§ Задание 1: На сколько дней, согласно тексту о прозе и фабуле, рассчитаны сказки Шехеразады?
§ Задание 2: Подхватите текст о прозе и фабуле после его последнего предложения и продолжите его.

§ Текст для чтения:
================

Невозможно представить себе такого процесса, такой работы, такого общего усилия, аккомпанементом к которому бы послужила проза Андрея Белого. Ее периоды, рассчитанные на мафусаилов век, не вяжутся ни с какими действиями, а сказки Шехеразады рассчитаны на триста шестьдесят шесть дней, по одной на каждую ночь високосного года, а «Декамерон» дружит с календарем, послушный смене дня и ночи. Да что – «Декамерон»! Достоевский – отличное застольное чтение, если не сейчас, то в очень недалеком будущем, когда вместо того, чтобы плакать и умиляться над ним, как горничные умиляются над Бальзаком и отличными бульварными романами, будут воспринимать его чисто литературно и тогда в первый раз прочтут и поймут.
Извлечение пирамид из глубины собственного духа – занятие неудобоваримое, необщественное, это – зонд в желудке. Это не работа, а операция. С тех пор как язва психологического эксперимента проникла в литературное сознание, прозаик стал оператором, проза – клинической катастрофой, на наш вкус весьма неприятной, и тысячу раз я брошу беллетристику с психологией Андреева, Горького, Шмелева, Сергеева-Ценского, Замятина ради великолепного Брет-Гарта в переводе неизвестного студента девяностых годов – «не говоря ни слова, он одним движением руки и ноги сбросил его с лестницы и преспокойно обернулся к незнакомке».
Где теперь этот студент? Я боюсь, что он напрасно стыдится своего литературного прошлого и в часы досуга предоставляет себя вивисекции авторам-психологам, но уже не грубым портачам из клиники сборников «Знания», где малейшая операция, извлечение интеллигентского зуба, грозила заражением крови, а превосходным операторам из поликлиники Андрея Белого, оборудованной всеми средствами импрессионистической антисептики.
2
«Кармен» Мериме кончается филологическим рассуждением на тему о положении в семье языков цыганского наречья. Величайшее напряжение страсти и фабулы разрешается неожиданно филологическим трактатом, а звучит он приблизительно как эпод трагического хора: «и всюду страсти роковые, и от судеб защиты нет». Происходило это до Пушкина.

================

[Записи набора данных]
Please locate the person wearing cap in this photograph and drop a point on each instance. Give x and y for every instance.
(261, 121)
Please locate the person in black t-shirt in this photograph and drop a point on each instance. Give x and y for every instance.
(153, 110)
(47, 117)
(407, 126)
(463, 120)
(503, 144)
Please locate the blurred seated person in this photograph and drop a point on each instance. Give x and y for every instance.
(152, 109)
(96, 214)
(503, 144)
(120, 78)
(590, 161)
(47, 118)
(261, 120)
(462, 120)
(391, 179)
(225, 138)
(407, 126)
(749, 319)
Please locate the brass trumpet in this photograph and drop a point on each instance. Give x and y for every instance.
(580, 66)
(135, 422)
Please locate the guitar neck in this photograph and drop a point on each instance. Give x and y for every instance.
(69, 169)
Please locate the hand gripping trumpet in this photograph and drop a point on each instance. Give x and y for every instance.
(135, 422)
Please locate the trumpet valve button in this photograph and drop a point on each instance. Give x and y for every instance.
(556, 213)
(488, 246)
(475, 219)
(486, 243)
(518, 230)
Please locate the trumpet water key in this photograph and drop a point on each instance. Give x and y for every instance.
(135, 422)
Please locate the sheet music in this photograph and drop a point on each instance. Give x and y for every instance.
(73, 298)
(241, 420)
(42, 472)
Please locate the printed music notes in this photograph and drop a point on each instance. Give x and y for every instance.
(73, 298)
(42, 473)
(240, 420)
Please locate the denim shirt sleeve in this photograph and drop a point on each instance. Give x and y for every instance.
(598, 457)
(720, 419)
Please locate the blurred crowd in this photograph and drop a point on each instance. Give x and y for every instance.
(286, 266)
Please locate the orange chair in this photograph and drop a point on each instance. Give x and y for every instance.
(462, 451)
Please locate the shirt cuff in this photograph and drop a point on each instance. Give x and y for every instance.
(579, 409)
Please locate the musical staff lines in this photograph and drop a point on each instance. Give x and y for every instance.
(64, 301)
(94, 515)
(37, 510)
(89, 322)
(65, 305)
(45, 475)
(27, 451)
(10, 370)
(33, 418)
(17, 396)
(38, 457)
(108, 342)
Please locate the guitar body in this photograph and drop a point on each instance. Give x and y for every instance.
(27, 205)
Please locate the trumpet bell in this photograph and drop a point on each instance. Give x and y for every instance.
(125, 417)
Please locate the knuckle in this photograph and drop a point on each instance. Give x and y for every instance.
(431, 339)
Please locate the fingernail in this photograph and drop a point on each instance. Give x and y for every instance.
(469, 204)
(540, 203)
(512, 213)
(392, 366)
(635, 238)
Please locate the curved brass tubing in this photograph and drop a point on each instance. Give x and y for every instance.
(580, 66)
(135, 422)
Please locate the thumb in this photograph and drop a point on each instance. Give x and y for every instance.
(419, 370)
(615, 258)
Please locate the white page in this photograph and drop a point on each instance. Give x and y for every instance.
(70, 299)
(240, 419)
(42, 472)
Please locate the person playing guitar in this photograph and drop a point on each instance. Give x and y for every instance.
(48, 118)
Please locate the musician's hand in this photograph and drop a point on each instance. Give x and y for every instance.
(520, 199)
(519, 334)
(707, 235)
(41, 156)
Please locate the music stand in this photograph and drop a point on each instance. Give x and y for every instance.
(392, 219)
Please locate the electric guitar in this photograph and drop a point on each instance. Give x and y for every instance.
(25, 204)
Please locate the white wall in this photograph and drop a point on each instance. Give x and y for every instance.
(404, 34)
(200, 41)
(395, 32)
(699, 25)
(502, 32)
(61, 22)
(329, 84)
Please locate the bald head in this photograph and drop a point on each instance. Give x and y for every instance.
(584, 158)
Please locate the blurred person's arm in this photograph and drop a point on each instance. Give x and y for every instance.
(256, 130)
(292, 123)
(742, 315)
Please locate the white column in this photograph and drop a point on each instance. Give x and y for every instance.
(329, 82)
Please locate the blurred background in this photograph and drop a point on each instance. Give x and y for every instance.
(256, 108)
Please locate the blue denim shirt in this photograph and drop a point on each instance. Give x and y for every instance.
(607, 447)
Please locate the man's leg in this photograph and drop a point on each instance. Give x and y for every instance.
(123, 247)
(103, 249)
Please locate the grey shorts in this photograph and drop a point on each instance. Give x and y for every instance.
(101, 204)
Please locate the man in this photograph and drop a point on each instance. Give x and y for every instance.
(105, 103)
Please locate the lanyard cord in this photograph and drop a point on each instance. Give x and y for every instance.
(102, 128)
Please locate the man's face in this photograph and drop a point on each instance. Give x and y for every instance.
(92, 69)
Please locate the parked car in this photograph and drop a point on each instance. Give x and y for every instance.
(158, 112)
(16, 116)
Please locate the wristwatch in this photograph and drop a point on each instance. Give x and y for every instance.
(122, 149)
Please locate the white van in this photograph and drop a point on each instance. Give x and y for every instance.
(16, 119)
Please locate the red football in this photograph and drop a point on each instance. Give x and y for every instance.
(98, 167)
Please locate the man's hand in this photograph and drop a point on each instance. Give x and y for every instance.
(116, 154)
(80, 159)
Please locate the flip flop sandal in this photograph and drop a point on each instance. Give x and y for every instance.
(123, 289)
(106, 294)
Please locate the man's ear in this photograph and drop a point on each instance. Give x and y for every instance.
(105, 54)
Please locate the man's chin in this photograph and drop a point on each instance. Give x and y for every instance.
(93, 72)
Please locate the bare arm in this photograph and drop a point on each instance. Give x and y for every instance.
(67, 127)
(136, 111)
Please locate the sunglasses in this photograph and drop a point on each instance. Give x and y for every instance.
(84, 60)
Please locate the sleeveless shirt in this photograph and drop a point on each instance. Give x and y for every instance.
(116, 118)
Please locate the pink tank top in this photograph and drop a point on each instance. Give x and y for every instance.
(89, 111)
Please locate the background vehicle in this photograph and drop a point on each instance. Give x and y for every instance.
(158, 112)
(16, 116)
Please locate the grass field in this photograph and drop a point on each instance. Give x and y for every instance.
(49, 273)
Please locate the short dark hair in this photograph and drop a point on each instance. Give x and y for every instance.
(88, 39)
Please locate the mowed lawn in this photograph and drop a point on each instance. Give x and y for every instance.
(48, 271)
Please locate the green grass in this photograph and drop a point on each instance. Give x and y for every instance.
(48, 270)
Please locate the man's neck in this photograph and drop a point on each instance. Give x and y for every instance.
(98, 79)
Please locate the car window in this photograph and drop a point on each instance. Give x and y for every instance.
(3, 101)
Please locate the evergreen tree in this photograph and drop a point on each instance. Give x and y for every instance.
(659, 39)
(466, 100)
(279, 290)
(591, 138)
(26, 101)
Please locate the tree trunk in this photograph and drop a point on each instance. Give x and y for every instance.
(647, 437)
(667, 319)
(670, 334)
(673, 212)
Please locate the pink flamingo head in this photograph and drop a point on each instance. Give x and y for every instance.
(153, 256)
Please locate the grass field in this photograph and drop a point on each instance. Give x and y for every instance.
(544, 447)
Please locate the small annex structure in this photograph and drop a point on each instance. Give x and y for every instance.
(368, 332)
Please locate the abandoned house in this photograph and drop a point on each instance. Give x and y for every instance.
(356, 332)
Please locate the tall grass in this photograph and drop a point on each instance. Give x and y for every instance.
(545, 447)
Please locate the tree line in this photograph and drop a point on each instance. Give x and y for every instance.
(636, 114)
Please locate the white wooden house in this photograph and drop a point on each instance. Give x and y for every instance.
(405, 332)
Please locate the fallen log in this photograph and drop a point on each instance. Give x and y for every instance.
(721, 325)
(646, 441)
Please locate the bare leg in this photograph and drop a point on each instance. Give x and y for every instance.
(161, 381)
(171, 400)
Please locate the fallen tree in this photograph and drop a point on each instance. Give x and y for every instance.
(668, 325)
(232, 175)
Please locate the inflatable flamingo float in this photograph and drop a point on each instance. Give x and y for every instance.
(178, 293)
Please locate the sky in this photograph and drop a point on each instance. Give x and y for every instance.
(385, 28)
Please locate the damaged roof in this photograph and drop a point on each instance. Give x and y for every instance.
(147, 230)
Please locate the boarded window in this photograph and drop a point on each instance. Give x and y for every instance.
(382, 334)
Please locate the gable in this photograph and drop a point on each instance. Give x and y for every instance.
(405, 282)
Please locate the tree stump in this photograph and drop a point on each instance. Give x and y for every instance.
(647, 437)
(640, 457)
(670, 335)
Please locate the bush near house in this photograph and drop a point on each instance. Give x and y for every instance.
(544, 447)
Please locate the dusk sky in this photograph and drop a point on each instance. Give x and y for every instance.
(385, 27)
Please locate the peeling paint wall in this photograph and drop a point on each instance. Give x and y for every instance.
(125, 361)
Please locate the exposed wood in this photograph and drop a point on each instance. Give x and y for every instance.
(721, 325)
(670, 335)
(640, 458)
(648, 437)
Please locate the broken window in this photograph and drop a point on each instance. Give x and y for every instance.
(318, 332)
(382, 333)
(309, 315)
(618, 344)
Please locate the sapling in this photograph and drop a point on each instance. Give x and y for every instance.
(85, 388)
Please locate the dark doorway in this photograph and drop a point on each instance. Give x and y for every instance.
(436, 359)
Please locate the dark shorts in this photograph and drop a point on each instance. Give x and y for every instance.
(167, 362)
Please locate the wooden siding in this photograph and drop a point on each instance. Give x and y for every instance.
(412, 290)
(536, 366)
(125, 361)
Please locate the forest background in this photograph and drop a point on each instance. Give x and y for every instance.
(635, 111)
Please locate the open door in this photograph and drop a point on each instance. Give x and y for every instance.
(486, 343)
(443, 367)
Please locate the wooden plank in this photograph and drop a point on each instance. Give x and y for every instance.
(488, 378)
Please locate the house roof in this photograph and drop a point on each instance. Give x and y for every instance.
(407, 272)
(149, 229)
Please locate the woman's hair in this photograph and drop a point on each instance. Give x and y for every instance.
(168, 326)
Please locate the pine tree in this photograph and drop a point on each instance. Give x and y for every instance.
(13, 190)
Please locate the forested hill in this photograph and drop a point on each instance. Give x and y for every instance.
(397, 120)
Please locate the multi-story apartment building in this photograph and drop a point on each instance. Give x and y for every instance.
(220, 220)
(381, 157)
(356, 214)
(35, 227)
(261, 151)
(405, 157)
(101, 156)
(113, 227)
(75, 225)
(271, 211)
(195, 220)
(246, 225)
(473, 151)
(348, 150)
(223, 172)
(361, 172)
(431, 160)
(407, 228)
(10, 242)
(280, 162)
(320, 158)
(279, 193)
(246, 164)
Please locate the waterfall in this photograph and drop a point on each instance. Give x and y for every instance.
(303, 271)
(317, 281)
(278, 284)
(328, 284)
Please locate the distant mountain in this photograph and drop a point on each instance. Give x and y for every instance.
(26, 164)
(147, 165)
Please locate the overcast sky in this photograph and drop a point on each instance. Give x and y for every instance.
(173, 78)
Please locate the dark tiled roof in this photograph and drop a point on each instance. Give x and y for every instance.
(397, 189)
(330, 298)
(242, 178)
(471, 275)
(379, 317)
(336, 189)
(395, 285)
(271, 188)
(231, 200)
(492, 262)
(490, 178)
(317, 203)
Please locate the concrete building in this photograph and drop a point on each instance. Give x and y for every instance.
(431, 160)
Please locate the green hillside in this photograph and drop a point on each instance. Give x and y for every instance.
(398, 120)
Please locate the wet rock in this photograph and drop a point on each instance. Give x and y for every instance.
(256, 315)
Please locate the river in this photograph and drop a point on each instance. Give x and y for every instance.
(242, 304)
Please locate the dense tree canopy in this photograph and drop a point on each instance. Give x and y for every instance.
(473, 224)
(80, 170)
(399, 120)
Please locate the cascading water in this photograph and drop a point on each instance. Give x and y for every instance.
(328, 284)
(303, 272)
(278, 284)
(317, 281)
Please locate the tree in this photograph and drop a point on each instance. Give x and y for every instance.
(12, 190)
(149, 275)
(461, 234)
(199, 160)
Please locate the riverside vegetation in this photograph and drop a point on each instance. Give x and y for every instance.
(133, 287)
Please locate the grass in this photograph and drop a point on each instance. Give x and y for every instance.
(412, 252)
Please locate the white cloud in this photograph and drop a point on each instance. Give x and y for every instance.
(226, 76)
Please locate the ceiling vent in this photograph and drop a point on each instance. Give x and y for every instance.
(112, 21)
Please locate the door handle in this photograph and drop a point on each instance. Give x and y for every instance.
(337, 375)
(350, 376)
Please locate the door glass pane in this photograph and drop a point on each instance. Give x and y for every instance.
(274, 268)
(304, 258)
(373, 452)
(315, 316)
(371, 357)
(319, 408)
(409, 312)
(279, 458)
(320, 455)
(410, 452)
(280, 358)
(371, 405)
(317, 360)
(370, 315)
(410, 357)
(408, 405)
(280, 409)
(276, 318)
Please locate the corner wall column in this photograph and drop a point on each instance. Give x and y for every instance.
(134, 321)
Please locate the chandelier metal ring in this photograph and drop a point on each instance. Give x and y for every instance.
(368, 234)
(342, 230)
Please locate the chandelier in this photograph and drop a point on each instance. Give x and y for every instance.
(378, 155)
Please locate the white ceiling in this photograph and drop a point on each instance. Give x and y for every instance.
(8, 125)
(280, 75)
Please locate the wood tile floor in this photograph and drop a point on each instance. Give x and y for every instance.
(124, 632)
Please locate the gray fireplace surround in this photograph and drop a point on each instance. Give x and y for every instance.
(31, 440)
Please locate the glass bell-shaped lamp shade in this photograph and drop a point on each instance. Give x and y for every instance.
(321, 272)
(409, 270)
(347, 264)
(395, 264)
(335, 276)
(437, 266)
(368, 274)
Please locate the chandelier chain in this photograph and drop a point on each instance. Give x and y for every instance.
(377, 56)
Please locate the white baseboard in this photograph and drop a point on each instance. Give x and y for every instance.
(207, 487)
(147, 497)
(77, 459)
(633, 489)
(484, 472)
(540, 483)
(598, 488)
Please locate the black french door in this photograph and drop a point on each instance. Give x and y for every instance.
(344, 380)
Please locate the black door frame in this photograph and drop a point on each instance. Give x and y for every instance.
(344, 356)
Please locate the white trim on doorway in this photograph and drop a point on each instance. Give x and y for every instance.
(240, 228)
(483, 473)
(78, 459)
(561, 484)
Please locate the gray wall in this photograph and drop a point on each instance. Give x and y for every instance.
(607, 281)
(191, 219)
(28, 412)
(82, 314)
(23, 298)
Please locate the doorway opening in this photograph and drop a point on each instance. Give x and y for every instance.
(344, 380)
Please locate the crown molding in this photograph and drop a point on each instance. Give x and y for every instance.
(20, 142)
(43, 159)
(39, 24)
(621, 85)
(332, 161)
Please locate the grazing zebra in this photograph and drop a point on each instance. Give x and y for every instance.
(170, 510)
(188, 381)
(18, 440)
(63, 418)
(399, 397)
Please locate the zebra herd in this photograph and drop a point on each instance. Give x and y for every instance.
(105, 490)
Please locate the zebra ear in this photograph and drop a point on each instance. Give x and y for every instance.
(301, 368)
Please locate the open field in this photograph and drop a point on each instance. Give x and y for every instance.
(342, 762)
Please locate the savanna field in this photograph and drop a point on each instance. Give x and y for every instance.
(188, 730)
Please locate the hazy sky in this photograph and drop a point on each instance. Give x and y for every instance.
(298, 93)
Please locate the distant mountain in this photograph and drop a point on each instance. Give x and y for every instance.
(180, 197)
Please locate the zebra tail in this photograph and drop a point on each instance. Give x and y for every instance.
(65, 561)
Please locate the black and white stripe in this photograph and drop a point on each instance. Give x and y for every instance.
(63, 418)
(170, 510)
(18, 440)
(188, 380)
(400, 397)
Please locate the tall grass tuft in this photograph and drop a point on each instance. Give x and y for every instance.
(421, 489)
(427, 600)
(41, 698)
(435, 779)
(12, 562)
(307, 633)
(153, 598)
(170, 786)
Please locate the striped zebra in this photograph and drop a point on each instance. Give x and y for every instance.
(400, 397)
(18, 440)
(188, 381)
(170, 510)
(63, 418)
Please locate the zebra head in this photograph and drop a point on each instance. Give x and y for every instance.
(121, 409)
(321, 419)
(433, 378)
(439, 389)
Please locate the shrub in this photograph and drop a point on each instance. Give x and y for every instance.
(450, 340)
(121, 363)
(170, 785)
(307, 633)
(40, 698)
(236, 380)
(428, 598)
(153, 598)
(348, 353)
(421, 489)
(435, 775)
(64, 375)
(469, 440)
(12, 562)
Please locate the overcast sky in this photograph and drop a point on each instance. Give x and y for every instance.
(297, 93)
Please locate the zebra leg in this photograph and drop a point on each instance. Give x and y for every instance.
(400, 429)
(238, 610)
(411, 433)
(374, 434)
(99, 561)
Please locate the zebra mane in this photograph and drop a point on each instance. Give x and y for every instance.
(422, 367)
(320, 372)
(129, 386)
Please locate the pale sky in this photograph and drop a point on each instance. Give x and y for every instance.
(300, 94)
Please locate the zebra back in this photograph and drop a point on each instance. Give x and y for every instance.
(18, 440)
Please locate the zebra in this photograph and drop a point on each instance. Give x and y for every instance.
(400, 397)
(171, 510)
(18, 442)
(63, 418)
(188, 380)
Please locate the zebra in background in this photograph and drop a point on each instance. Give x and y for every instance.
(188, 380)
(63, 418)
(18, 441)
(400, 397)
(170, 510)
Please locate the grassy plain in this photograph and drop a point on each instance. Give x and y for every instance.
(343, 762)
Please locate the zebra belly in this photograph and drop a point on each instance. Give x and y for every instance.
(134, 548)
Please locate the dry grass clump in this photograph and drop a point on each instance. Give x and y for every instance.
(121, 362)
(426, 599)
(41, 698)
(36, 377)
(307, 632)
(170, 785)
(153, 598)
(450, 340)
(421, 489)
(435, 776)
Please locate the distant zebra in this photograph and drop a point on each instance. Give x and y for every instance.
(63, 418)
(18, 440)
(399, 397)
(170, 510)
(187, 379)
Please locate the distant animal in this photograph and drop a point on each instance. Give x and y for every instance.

================

§ Ответ 1: На триста шестьдесят шесть дней, по одной сказке на каждую ночь високосного года.

§ Ответ 2:
Чего же нам особенно удивляться, если Пильняк или серапионовцы вводят в свое повествование записные книжки, строительные сметы, советские циркуляры, газетные объявления, отрывки летописей и еще бог знает что. Проза ничья. В сущности, она безымянна. Это – организованное движение словесной массы, цементированной чем угодно. Стихия прозы – накопление. Она вся – ткань, морфология.
Нынешних прозаиков часто называют эклектиками, то есть собирателями. Я думаю, это – не в обиду, это – хорошо. Всякий настоящий прозаик – именно эклектик, собиратель. Личность в сторону. Дорогу безымянной прозе. Почему имена великих прозаиков, этих подрядчиков грандиозных словесных замыслов, безымянных по существу, коллективных по исполнению, как «Гаргантюа и Пантагрюэль» Раблэ или «Война и мир», превращаются в легенду и миф.
Жажда безымянной «эклектической» прозы совпала у нас с революцией. Сама поэзия потребовала прозы. Она утратила всякий масштаб – оттого что не было прозы. Она достигла нездорового расцвета и не смогла удовлетворить потребности читателя, приобщиться к чистому действию словесных масс, минуя личность автора, минуя все случайное, личное и катастрофическое (лирика).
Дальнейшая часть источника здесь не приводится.